== Selection ==

# How have the Olympic games' athletes changed over time?

## Introduction

**Business Context.** You work for a company that specializes in analyzing data for a variety of clients in the sports industry. Some questions that you frequently encounter include determining if a new player is promising enough to invest money in their development, which teams are the most likely to win certain matches, what events will be the most attractive to advertisers, etc.

**Business Problem.** As part of one of your projects, you have been asked to perform an exploratory data analysis of historical data to **detect patterns in the provenance, physical profile, and other characteristics of the athletes who compete in the Olympic games**. The conclusions of your analysis will help the rest of the team prepare a report for a new client who helps sports gear manufacturers find advertising opportunities.

===
== Rows ==

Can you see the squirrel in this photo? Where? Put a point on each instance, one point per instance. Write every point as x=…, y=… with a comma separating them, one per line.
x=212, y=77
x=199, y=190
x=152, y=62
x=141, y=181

===

Exercise prompt: In the Olympic athletes introduction, what does the new client do for whom the team is preparing a report?

Result for this task: The new client helps sports gear manufacturers find advertising opportunities.